> What the task asks
Please resume the article about bursting bubbles below, continuing on from its final sentence.

> Exercise text
Content starts

With the help of high speed video, scientists have discovered that there is far more to bursting bubbles than meets the eye.
Under the right conditions, a bursting bubble on a liquid surface does not simply vanish, but creates a perfect ring of tiny "daughter bubbles". This occurs as the ruptured bubble retracts into the liquid, forming a doughnut shape of trapped air.
The scientists reported their discovery in the journal Nature.
In the paper, the team described a "bubble-bursting cascade".
"When one of these daughter bubbles ruptures, a ring of even smaller bubbles forms," the researchers wrote.
Eventually, the daughter bubbles are sufficiently tiny that they rupture to form sharp "jets" that propel small aerosol droplets into the atmosphere.
James Bird from Harvard University, who led the research, explained that his main interest was in the fundamental physics of how bubbles behave. But his discovery could eventually help to fine-tune many manufacturing processes.
"Where small bubbles are detrimental, such as in glass manufacturing, our results provide insight into how the parameters might be tuned to reduce the daughter bubbles," Dr Bird explained.

Content ends

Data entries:
Content starts

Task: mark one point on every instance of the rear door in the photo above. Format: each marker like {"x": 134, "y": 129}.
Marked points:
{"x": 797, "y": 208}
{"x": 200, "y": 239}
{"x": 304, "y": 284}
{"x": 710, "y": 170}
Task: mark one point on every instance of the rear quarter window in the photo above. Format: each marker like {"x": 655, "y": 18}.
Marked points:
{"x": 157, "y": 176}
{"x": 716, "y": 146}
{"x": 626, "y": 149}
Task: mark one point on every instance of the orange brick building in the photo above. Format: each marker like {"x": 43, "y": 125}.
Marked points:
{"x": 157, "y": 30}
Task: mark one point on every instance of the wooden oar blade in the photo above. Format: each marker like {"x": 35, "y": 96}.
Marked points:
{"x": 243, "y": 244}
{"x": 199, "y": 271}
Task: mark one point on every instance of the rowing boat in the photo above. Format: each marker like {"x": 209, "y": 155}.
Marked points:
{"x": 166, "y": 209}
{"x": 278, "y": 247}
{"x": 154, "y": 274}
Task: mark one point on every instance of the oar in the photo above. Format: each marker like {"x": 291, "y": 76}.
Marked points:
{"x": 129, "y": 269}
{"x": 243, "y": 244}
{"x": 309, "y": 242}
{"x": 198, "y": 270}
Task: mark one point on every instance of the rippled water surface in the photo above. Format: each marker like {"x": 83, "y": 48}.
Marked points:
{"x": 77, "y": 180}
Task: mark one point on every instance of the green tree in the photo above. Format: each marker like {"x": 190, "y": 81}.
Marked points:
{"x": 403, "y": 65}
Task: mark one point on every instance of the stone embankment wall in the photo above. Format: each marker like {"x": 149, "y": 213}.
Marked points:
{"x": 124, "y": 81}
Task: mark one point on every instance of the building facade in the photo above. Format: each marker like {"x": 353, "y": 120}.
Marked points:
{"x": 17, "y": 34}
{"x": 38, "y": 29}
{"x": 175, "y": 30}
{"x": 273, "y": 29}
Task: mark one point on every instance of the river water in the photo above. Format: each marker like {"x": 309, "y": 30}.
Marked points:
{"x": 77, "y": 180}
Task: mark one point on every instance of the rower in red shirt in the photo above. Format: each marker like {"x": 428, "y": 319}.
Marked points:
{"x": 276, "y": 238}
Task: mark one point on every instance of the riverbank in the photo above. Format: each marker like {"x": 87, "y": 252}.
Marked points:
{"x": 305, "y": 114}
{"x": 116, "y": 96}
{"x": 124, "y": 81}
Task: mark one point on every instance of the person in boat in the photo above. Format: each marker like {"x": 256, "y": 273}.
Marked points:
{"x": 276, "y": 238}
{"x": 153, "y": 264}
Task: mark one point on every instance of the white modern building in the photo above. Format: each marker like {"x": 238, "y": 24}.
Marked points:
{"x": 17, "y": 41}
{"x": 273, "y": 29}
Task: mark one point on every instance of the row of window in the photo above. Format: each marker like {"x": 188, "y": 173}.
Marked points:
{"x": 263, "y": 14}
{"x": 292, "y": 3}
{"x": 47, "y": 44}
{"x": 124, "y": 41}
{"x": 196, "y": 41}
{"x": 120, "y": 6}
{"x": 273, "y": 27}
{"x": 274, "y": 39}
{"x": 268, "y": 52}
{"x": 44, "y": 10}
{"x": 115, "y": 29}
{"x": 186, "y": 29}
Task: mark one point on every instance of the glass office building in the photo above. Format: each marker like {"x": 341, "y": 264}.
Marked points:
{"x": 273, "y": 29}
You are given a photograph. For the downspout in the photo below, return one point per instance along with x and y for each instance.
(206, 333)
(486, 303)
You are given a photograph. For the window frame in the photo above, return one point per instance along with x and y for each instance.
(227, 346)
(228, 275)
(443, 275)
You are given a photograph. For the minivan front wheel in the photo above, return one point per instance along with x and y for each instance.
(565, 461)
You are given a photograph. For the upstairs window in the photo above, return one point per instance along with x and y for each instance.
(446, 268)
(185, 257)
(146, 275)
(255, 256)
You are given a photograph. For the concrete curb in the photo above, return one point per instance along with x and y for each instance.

Content ends

> Output for this task
'Pop science' He said that he happened upon the popping phenomenon accidentally while "playing around in the lab late one night".
"My colleague Laurent and I were trying to see if bubbles behaved like drops when they contacted a surface," he told BBC News.
"Our intended goal failed completely, but instead we were staring at popping hemispherical soap bubbles [and] we noticed this ring of daughter bubbles that neither of us could explain."
The scientists pointed that the finding could even have implications for health research - aerosol droplets from bursting bubbles have been implicated in the transmission of diseases in swimming pools and hot tubs.
They are also thought to be involved in the exchange of material and heat between the ocean and the atmosphere, so these results could help shed light on those processes.